Extrait du document ->
8. Il résulte de tout ce qui précède que Mme A... est seulement fondée à soutenir que c'est à tort que, par le jugement attaqué, le tribunal administratif de Bordeaux a rejeté sa demande tendant à l'annulation de la décision fixant le pays de destination de la mesure d'éloignement.
Sur les conclusions accessoires :
9. L'annulation de la décision fixant le pays de destination implique, en application des dispositions de l'article L. 911-2 du code de justice administrative, qu'il soit enjoint à l'autorité préfectorale compétente non de délivrer à la requérante un titre de séjour, mais de réexaminer la situation personnelle de Mme A... et de statuer à nouveau sur son cas. Il y a lieu de lui enjoindre d'y procéder dans un délai de trois mois à compter de la notification du présent arrêt. Il n'y a en revanche pas lieu, dans les circonstances de l'espèce, d'assortir cette injonction d'une astreinte.
10. Il y a lieu, dans les circonstances de l'espèce, de mettre à la charge de l'Etat la somme de 1 200 euros à verser à Me Hugon en application des dispositions de l'article 37 de la loi du 10 juillet 1991, ce versement entraînant renonciation de la part de l'avocate à percevoir la part contributive de l'Etat au titre de l'aide juridictionnelle.
DÉCIDE :
Article 1er : Le jugement du tribunal administratif de Bordeaux du 12 octobre 2022 est annulé en tant qu'il a rejeté la demande de Mme A... tendant à l'annulation de la décision fixant le pays de destination de la mesure d'éloignement.
Article 2 : La décision du préfet de la Gironde du 14 juin 2022 fixant le pays de destination de la mesure d'éloignement est annulée.

Consigne -> Poursuivez l'arrêt administratif reproduit ci-dessus en rédigeant la suite de son dispositif, à partir de l'article qui suit l'article 2.

Données enregistrées ->
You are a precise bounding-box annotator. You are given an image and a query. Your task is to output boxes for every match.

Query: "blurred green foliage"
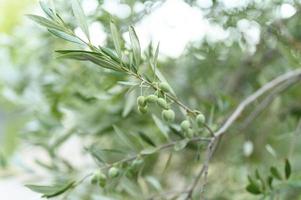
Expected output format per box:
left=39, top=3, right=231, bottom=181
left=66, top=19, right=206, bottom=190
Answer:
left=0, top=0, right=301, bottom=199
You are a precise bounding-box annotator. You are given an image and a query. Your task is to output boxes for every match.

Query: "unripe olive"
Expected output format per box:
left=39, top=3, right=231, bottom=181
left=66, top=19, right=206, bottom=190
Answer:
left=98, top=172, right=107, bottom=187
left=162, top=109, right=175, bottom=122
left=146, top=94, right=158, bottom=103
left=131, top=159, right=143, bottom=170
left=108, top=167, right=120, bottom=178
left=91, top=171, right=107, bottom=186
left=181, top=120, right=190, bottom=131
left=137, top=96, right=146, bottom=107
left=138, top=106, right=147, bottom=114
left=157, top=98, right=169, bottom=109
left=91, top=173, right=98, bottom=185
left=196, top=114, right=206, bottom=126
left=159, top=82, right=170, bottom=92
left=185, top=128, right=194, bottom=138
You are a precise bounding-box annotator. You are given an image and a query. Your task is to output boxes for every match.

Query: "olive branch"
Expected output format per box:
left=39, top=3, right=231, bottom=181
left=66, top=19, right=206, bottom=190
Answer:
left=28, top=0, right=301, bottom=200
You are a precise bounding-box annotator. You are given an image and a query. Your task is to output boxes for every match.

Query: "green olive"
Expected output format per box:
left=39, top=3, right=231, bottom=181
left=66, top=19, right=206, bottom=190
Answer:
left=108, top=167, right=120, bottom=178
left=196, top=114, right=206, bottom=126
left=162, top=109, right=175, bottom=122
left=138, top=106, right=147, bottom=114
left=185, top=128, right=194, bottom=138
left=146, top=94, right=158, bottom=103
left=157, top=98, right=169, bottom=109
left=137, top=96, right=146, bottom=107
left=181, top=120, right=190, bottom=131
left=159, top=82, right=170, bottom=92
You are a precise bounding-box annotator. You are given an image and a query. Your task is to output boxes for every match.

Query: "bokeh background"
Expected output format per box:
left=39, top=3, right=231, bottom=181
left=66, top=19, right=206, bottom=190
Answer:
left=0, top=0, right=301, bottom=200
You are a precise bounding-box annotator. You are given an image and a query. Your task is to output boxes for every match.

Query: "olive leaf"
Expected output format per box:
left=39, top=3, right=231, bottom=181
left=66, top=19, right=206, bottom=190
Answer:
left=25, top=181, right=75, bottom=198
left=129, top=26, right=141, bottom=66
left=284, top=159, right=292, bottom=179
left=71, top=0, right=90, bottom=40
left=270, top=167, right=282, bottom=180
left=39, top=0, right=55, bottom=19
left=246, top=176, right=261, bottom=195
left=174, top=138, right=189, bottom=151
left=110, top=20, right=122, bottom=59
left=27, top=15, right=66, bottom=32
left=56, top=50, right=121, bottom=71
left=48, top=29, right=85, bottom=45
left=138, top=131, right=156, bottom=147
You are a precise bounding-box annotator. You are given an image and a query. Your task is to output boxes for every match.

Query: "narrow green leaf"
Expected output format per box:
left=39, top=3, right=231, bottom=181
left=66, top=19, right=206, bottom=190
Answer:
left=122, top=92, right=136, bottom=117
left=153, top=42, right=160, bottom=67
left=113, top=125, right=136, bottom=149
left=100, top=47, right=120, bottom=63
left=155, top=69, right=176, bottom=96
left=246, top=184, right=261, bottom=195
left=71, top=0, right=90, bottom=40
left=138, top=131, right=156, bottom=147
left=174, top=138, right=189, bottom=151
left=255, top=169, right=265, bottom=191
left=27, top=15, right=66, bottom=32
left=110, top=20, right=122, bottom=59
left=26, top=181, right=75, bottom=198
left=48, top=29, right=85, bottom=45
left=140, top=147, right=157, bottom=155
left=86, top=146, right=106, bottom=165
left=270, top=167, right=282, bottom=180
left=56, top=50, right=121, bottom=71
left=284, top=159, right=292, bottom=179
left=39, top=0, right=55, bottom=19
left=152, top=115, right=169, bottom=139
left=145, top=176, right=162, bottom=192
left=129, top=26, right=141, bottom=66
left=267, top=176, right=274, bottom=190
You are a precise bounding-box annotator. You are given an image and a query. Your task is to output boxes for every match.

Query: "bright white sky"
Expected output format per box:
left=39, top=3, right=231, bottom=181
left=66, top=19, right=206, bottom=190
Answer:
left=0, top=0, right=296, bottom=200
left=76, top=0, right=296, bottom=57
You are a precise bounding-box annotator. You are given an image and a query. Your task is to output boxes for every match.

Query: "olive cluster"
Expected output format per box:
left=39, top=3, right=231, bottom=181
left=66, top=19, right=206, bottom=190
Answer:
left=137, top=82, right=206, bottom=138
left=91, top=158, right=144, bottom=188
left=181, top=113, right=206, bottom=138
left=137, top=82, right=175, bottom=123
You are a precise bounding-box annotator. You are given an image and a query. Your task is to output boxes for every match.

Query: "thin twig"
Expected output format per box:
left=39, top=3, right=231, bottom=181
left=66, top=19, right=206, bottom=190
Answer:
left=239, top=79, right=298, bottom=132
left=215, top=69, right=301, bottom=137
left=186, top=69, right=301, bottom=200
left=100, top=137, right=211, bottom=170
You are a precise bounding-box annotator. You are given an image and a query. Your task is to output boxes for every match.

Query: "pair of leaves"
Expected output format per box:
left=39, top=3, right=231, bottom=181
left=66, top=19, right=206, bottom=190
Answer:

Zone de réponse ->
Article 3 : Il est enjoint au préfet de la Gironde de réexaminer la situation de Mme A... et de statuer à nouveau sur son cas dans un délai de trois mois à compter de la notification du présent arrêt.
Article 4 : L'Etat versera la somme de 1 200 euros à Me Hugon en application des dispositions de l'article 37 de la loi du 10 juillet 1991.
Article 5 : Le surplus des conclusions de la requête de Mme A... est rejeté.
Article 6 : Le présent arrêt sera notifié à Mme C... A..., au ministre de l'intérieur et des outre-mer et au préfet de la Gironde.
Délibéré après l'audience du 4 juillet 2023 à laquelle siégeaient :
Mme Elisabeth Jayat, présidente,
Mme Nathalie Gay, première conseillère,
Héloïse Pruche-Maurin, première conseillère.
Rendu public par mise à disposition au greffe le 13 juillet 2023.
La rapporteure,
Nathalie GayLa présidente,
Elisabeth Jayat
La greffière,
Virginie Santana
La République mande et ordonne au ministre de l'intérieur et des outre-mer en ce qui le concerne et à tous commissaires de justice à ce requis en ce qui concerne les voies de droit commun, contre les parties privées, de pourvoir à l'exécution du présent arrêt.